DIRECTIONS FOR THIS TASK » Copy out all the entries below, word for word.

####

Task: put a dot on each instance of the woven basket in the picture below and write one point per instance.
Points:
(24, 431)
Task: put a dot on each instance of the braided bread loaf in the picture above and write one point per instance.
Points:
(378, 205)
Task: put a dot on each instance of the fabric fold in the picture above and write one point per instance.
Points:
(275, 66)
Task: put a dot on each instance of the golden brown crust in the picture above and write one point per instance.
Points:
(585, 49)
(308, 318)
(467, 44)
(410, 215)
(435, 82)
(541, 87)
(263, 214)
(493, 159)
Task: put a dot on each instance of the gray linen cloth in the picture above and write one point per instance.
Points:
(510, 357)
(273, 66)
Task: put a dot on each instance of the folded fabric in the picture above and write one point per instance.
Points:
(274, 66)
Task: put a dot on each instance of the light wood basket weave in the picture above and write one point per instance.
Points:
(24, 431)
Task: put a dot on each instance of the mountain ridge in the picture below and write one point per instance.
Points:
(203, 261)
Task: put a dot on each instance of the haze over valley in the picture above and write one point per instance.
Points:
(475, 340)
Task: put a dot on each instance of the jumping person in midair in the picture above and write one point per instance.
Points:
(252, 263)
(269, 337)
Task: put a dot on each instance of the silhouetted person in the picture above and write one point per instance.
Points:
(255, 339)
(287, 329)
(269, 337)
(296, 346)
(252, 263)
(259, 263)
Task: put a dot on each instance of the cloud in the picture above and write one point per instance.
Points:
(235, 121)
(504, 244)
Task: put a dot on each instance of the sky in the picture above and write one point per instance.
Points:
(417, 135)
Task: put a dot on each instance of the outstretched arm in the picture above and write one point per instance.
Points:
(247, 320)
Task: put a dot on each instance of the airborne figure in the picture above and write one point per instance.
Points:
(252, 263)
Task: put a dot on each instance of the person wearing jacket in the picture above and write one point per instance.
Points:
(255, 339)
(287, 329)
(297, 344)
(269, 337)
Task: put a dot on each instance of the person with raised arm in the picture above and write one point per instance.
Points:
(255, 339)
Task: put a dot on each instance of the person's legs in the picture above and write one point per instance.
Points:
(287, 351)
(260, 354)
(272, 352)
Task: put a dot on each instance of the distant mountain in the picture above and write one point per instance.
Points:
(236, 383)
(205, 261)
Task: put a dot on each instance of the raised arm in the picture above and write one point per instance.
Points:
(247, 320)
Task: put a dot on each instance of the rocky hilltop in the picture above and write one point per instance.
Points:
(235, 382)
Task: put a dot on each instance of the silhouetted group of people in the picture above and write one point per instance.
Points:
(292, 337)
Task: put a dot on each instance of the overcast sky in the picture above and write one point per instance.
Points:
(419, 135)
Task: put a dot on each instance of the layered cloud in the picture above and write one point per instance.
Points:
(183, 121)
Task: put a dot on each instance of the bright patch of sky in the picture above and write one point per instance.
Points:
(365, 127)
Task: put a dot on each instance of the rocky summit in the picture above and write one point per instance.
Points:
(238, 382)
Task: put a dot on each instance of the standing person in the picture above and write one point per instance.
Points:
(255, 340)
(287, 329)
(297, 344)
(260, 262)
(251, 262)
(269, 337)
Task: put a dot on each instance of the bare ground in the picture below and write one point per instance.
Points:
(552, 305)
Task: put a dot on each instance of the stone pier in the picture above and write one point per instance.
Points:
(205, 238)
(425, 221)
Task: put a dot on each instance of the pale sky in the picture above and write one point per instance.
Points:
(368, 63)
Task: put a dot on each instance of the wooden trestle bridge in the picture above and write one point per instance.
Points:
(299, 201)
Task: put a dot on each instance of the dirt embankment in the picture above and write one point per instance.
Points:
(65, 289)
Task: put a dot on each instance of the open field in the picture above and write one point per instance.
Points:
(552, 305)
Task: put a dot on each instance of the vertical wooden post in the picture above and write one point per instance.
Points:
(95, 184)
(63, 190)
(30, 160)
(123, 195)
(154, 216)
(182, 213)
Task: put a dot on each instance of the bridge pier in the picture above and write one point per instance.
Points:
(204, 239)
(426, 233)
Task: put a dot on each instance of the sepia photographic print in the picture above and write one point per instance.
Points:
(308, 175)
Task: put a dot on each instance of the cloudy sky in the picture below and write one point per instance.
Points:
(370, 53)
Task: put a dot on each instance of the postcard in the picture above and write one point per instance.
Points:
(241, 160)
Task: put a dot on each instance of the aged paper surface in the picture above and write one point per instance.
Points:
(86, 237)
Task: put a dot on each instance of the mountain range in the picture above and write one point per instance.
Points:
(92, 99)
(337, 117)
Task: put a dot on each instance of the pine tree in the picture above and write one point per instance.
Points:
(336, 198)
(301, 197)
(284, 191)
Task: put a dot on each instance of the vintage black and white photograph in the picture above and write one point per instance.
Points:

####

RESULT OF THIS TASK »
Task: put a dot on each instance of the woven basket in the picture below and write one point per instance.
Points:
(24, 431)
Task: put a dot on each instance of the braided bread loaf in the picture above and write one point per instance.
Points:
(378, 205)
Task: put a dot on each instance of the fabric fold in the picture above and write one point per instance.
Points:
(275, 66)
Task: put a dot on each instance of the golden brown crust in the picture above and write one point per instance.
Points:
(585, 49)
(308, 318)
(467, 44)
(410, 215)
(435, 82)
(541, 87)
(263, 214)
(493, 159)
Task: put a dot on each instance of the gray linen cloth in the picture above and write one point per instance.
Points:
(510, 357)
(273, 66)
Task: put a dot on each instance of the folded fabric in the picture above and write one point per instance.
Points:
(274, 66)
Task: put a dot on each instance of the light wood basket weave in the picture above and write one point per instance.
Points:
(24, 431)
Task: put a dot on each instance of the mountain ridge in the picture below and write one point per instance.
Points:
(203, 261)
Task: put a dot on each instance of the haze over valley in the picture above and write one point per instance.
Points:
(475, 340)
Task: put a dot on each instance of the jumping person in midair in the picture above and write one point per instance.
Points:
(252, 263)
(269, 337)
Task: put a dot on each instance of the silhouetted person in the picture above and write one point per instance.
Points:
(255, 339)
(287, 329)
(269, 337)
(296, 346)
(252, 263)
(259, 263)
Task: put a dot on each instance of the cloud in the picture above and write one point per instance.
Points:
(235, 121)
(504, 244)
Task: put a dot on each instance of the sky in the picture above and write one point per instance.
Points:
(417, 135)
Task: put a dot on each instance of the outstretched arm in the picture above and write one point per instance.
Points:
(247, 320)
Task: put a dot on each instance of the airborne figure in the picture above and write one point per instance.
Points:
(252, 263)
Task: put a dot on each instance of the person wearing jacket in the picture above and write one point per instance.
Points:
(255, 339)
(287, 329)
(297, 344)
(269, 337)
Task: put a dot on each instance of the person with raised arm in the picture above and write one point per instance.
Points:
(255, 339)
Task: put a dot on each instance of the person's legs in the picture above and write one point per instance.
Points:
(287, 351)
(260, 354)
(272, 352)
Task: put a dot on each instance of the distant mountain in the picture above and write one point per instance.
Points:
(236, 383)
(205, 261)
Task: put a dot on each instance of the raised arm in the picture above and write one point per instance.
Points:
(247, 320)
Task: put a dot on each instance of the rocky hilltop in the picture above and write one point per instance.
Points:
(235, 382)
Task: put a dot on each instance of the silhouetted group of people in the picture above and write one point per instance.
Points:
(292, 337)
Task: put a dot on each instance of the overcast sky in the picture above and write one point per instance.
Points:
(419, 135)
Task: put a dot on each instance of the layered cloud in the picture above and write one point per instance.
Points:
(183, 121)
Task: put a dot on each instance of the bright patch of sky in the picture above and write one point per instance.
Points:
(365, 127)
Task: put a dot on each instance of the rocky summit in the picture above and write one point per instance.
Points:
(238, 382)
Task: put a dot on each instance of the standing person in the picture above and write one point per instance.
Points:
(255, 340)
(287, 329)
(297, 344)
(260, 262)
(251, 262)
(269, 337)
Task: put a dot on each instance of the bare ground in the picture below and write one point per instance.
Points:
(552, 305)
Task: put a dot on each instance of the stone pier in the picture above and write one point per instance.
Points:
(205, 238)
(425, 221)
Task: put a dot on each instance of the pale sky in the picture above and write one point per instance.
Points:
(368, 63)
Task: put a dot on each instance of the wooden trestle bridge in the picture above and write one point per instance.
Points:
(299, 201)
Task: put a dot on each instance of the dirt embankment in the picture above and write one point per instance.
Points:
(65, 289)
Task: put a dot on each instance of the open field in the picture above and write one point per instance.
Points:
(552, 305)
Task: put a dot on each instance of the vertical wooden post in the picture above and write one point per instance.
Points:
(95, 184)
(63, 190)
(30, 160)
(123, 195)
(154, 216)
(182, 213)
Task: put a dot on each instance of the bridge pier in the picture above and write one point per instance.
Points:
(204, 239)
(426, 233)
Task: put a dot on each instance of the sepia photographic print in the picture above and write one point per instance.
Points:
(308, 175)
Task: put a dot on each instance of the cloudy sky in the picture below and write one point per instance.
Points:
(370, 53)
Task: put a dot on each instance of the postcard in the picture above and write one point per instance.
Points:
(241, 160)
Task: put a dot on each instance of the aged paper surface in the picture above and write one point per instance.
Points:
(86, 237)
Task: put a dot on each instance of the mountain range in the picture above and write one point per instance.
Points:
(92, 99)
(337, 117)
Task: put a dot on each instance of the pine tree in the picture above and write one point per instance.
Points:
(336, 198)
(301, 197)
(284, 191)
Task: put a dot on each instance of the vintage black and white photograph in the picture above and write one point per instance.
Points:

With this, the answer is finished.